Wherever the string "claw" shows up in the data below, copy the whole line.

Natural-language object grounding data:
....................
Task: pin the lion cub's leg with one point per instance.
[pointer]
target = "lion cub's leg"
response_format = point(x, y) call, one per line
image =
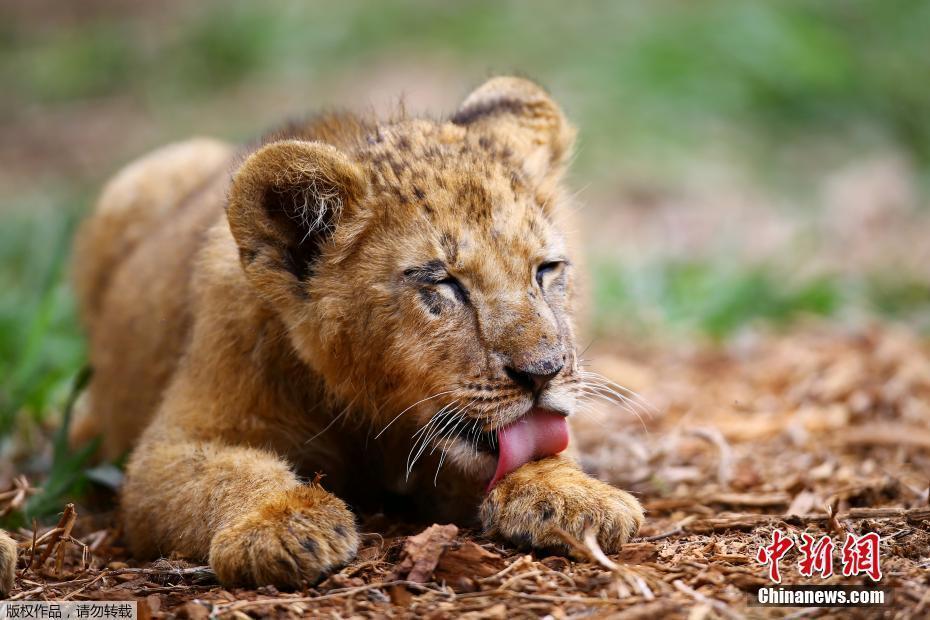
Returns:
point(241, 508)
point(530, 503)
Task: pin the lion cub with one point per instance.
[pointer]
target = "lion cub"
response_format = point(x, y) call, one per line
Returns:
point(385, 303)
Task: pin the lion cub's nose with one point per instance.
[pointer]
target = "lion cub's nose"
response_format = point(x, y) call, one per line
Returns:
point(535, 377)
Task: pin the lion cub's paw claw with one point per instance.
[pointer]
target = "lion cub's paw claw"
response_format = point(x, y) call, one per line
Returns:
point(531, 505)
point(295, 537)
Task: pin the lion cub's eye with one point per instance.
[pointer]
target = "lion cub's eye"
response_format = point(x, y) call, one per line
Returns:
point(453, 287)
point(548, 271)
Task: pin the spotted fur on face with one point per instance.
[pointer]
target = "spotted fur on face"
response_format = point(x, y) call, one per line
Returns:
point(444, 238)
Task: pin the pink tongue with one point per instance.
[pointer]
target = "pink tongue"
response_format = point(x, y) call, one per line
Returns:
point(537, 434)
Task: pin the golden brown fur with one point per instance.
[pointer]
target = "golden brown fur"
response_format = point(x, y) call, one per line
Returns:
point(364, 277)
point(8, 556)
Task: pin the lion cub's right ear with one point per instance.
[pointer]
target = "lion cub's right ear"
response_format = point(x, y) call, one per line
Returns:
....................
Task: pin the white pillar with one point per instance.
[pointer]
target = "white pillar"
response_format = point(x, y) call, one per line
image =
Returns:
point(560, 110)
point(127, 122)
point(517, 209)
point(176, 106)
....................
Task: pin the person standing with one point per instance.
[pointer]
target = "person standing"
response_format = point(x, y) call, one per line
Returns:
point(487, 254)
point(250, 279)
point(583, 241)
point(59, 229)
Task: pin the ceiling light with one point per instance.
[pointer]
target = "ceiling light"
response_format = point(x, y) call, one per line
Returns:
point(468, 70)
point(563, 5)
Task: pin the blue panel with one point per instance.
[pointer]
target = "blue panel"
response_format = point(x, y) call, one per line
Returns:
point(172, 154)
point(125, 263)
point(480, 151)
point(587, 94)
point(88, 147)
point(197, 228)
....................
» Reply to the task:
Task: pin the lion cub's paw claw with one point per instance.
target = "lion cub's paw claw"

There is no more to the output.